• [Görevleriniz]:
a. Okuma parçasına göre aşağıdaki soruları yanıtlayın.
(i) Verimsiz çalışmanın sonu nedir?
(ii) "Beş N" kuralına göre başarılı insan hangi beş şeyi bilir?
(iii) Yazara göre bir program neyin ölçüsünde değerlidir?
b. Okuma parçasında "İşin aslına bakarsanız, programlı" ifadesiyle başlayıp "iki kelimelik açılımıdır." ifadesiyle biten bölümü hiçbir değişiklik yapmadan yazın.

• [Okuma Parçası]:
★ ★ ★

Birçok kişiye program yapmak büyük zaman kaybıymış gibi gelebilir. Program yapma bahanesiyle oyalanmanın dışında bu kesinlikle yanlış bir düşüncedir. Programsız çalışma verimsiz olur, verimsiz çalışmanın sonu da başarısızlıktır. Bu durum beraberinde mutsuzluğu ve organik psikolojik rahatsızlıkları getirir.

Planlanmış programlanmış hayatta dirlik ve düzen vardır, başarı vardır, mutluluk vardır. Etkili ve verimli öğrenmenin temelinde de bu yüzden planlı programlı çalışma yatar.

"Beş N" kuralı diye anılan, neyi, nerede, ne zaman, nasıl, niçin yapacağını bilen bir insanın başarılı olması kadar doğal hiçbir şey yoktur. Bu da ancak gerçekçi bir programla mümkündür.

Program Yapın
Program yapmak kimileri için gayet basit bir iş gibi görülebilir. Oysa ben program yapmanın bir sanat olduğuna inanırım. Gerçekten programı yapmak, yapılan programı uygulanabilir kılmak hiç de yabana atılacak beceri değildir. Nitekim bir program uygulanabilirliği ölçüsünde değerlidir.

Herhangi bir dersi çalışmak için oturduğunda sadece 15-20 dakikayla yetinen sonra sıkılıp çalışmayı terk eden birinin saatlerle ifade edilen bir programı uygulaması mümkün değildir. Aksine kendini motive etmiş, inançlı kendine güvenen amacına ulaşmak için attığı ufacık adımların kıymetini bilen gerçek bir mücadele adamı için böylesi bir program yaşanan gerçeğin ta kendisidir.

İşin aslına bakarsanız, programlı çalışma fazla bir efor gerektirmeyen çalışmadır. Plansız programsız saatlerce çalışmaya karşılık neyi, nasıl ve niçin çalışacağını bilen bir kişi öncekinin çok daha azına, daha verimli çalışmalar yapabilir. Planlı çalışma daha kısa zamanda daha verimli çalışmayı ifade eder. Bu başarının iki kelimelik açılımıdır.

★ ★ ★

(Bir veri bloğu)
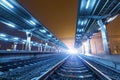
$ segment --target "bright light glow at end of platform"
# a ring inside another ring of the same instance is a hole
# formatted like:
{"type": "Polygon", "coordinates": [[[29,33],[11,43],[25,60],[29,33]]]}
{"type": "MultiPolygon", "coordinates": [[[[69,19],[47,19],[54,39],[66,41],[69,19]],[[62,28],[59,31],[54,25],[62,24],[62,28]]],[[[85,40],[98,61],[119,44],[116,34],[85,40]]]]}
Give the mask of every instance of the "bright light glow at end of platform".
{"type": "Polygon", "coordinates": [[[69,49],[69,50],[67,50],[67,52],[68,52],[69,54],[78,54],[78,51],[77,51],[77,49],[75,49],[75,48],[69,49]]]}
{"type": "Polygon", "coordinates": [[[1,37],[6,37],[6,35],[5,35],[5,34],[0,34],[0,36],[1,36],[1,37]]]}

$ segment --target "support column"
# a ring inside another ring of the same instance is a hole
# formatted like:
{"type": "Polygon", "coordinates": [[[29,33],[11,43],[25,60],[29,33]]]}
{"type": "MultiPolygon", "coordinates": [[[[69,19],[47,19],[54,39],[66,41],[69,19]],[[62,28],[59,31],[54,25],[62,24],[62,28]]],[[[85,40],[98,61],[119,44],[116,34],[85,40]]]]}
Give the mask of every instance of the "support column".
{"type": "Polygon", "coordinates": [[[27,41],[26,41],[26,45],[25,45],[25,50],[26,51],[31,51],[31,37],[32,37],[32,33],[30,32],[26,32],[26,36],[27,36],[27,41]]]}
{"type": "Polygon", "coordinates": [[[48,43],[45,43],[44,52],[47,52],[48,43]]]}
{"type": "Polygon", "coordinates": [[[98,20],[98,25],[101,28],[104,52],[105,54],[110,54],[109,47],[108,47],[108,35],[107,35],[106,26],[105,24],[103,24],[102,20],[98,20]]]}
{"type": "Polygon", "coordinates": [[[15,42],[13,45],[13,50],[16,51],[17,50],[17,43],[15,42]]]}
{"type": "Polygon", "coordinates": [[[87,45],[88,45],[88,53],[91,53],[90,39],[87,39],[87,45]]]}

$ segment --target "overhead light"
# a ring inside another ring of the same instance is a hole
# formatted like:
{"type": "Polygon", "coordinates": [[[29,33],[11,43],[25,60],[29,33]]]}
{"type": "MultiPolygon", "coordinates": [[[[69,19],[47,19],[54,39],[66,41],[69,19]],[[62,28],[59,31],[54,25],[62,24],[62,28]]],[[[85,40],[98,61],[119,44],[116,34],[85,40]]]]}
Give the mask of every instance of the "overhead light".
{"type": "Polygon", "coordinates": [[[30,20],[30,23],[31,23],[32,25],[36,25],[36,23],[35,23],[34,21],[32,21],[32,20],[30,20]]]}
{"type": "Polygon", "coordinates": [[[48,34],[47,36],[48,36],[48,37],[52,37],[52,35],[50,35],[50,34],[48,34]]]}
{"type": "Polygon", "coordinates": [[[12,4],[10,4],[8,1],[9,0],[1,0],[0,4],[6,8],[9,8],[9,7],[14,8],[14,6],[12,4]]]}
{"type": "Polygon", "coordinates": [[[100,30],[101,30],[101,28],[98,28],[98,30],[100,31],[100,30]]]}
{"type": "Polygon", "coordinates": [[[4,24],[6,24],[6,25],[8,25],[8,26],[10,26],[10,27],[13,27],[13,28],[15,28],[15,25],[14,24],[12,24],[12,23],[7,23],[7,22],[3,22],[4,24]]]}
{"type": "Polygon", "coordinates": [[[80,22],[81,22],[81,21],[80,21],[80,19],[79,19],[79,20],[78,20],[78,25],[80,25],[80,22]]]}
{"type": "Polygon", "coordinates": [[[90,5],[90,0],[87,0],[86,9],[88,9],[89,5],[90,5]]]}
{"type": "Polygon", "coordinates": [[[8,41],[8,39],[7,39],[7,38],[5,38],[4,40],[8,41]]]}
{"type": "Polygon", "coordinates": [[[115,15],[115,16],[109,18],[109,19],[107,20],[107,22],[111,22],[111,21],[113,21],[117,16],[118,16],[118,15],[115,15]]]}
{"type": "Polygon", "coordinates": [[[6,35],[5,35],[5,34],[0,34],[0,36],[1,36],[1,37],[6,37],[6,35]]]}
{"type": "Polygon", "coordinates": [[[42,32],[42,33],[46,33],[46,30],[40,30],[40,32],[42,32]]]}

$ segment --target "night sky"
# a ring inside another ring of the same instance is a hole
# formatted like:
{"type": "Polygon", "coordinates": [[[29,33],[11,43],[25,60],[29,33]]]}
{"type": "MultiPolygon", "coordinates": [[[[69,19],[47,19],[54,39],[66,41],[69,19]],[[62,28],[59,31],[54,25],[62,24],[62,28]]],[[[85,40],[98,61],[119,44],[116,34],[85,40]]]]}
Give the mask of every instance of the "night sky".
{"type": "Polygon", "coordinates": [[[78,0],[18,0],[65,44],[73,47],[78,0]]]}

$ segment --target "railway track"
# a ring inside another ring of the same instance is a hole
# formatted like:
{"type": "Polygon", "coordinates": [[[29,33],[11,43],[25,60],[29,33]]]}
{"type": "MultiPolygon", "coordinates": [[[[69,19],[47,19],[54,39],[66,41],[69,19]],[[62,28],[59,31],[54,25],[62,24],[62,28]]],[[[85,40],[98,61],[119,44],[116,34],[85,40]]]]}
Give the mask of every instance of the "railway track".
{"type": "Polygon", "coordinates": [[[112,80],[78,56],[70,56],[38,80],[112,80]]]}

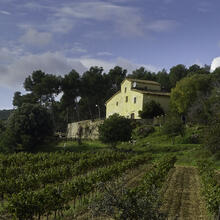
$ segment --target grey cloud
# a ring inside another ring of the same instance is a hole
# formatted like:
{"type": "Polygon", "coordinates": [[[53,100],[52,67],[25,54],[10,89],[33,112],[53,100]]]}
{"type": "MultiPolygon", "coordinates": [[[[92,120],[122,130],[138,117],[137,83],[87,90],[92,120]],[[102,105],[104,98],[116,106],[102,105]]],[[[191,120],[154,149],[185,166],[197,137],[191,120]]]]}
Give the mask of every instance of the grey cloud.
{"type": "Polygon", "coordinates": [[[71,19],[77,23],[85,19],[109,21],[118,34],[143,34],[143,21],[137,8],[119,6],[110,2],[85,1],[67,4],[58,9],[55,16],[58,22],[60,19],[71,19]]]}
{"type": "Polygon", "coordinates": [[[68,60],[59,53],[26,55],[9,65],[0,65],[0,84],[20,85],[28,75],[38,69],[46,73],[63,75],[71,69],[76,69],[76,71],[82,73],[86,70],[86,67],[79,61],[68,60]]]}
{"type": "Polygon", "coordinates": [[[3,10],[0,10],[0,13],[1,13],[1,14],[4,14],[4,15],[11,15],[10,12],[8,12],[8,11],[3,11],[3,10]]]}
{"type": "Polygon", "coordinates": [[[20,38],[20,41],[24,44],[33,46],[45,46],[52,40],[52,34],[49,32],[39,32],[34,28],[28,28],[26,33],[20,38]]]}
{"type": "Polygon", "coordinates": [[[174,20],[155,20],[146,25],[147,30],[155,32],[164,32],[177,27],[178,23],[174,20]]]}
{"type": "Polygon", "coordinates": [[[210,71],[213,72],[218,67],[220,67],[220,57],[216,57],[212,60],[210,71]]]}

★ ★ ★

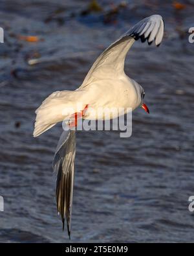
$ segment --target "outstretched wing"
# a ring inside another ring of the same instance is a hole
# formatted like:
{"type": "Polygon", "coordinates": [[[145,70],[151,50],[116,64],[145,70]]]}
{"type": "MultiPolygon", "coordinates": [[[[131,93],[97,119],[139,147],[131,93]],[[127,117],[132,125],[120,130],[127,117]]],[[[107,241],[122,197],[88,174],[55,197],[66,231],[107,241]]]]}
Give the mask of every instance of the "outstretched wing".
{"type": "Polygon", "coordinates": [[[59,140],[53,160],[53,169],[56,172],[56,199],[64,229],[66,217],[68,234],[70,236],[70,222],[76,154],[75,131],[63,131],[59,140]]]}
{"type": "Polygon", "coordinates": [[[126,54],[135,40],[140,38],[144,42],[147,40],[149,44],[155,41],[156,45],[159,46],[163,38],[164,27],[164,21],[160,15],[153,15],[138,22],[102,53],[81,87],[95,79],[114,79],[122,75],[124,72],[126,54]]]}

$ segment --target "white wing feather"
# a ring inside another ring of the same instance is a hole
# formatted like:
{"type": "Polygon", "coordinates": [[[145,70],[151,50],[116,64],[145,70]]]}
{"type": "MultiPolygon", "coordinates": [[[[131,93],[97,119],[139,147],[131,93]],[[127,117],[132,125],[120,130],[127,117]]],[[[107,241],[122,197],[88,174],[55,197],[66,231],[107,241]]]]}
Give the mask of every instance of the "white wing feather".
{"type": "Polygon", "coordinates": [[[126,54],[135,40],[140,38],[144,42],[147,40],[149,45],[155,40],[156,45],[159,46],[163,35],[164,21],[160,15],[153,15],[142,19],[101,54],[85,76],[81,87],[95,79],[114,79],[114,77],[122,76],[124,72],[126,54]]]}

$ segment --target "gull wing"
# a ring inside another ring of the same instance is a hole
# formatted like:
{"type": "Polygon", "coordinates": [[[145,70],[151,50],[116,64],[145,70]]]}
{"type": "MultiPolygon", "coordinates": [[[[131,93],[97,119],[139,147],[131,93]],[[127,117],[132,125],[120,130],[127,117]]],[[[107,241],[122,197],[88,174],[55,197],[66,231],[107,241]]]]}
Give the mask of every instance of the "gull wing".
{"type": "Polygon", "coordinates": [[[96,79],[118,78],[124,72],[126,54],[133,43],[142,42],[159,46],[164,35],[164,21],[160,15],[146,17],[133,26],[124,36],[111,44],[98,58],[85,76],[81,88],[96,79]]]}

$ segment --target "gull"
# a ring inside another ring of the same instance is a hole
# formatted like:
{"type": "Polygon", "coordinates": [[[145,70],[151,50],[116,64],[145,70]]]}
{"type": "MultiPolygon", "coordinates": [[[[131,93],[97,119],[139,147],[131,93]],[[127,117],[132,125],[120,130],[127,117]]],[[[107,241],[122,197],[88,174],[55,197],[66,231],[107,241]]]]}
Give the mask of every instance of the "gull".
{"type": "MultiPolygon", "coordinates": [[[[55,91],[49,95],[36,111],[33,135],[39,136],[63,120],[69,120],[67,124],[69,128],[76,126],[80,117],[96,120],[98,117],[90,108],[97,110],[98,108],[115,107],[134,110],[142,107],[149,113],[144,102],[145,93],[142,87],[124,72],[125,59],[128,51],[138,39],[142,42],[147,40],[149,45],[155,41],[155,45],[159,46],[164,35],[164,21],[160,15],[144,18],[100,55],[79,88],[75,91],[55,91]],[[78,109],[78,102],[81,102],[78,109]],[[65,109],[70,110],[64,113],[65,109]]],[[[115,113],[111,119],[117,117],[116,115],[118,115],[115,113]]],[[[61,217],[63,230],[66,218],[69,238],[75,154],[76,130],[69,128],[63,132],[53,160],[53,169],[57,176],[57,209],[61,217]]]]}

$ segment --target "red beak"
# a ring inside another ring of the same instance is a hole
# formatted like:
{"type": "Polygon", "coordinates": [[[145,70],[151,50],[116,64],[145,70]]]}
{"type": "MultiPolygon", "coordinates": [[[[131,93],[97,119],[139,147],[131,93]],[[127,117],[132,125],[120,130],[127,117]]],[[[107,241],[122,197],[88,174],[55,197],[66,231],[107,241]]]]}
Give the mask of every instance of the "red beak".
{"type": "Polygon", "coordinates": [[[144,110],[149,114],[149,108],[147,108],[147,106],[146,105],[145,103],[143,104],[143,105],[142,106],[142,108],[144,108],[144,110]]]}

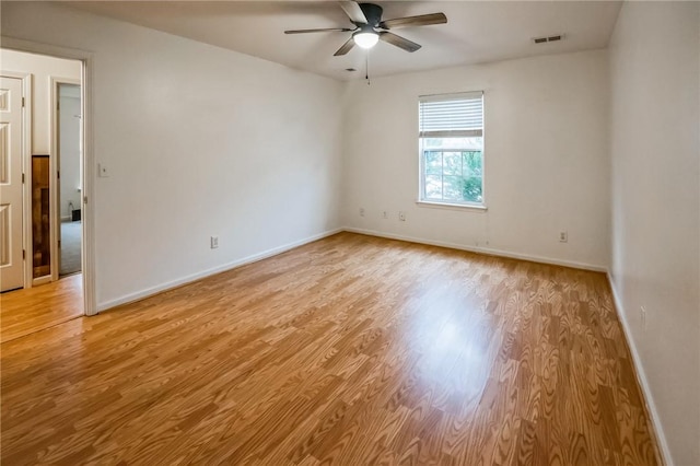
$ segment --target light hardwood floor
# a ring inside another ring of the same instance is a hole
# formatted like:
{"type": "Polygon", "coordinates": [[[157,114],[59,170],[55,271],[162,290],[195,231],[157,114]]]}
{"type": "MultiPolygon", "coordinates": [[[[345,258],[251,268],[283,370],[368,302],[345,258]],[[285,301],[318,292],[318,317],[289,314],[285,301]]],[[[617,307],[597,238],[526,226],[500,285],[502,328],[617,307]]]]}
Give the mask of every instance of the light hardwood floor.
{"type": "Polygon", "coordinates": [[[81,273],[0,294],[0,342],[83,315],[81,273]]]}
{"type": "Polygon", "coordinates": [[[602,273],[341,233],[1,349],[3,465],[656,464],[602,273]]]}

★ ★ ★

• [Çözümler]:
a.
(i) Verimsiz çalışmanın sonu başarısızlıktır.
(ii) Neyi, nerede, ne zaman, nasıl ve niçin yapacağını bilir.
(iii) Bir program, uygulanabilirliği ölçüsünde değerlidir.

b.
İşin aslına bakarsanız, programlı çalışma fazla bir efor gerektirmeyen çalışmadır. Plansız programsız saatlerce çalışmaya karşılık neyi, nasıl ve niçin çalışacağını bilen bir kişi öncekinin çok daha azına, daha verimli çalışmalar yapabilir. Planlı çalışma daha kısa zamanda daha verimli çalışmayı ifade eder. Bu başarının iki kelimelik açılımıdır.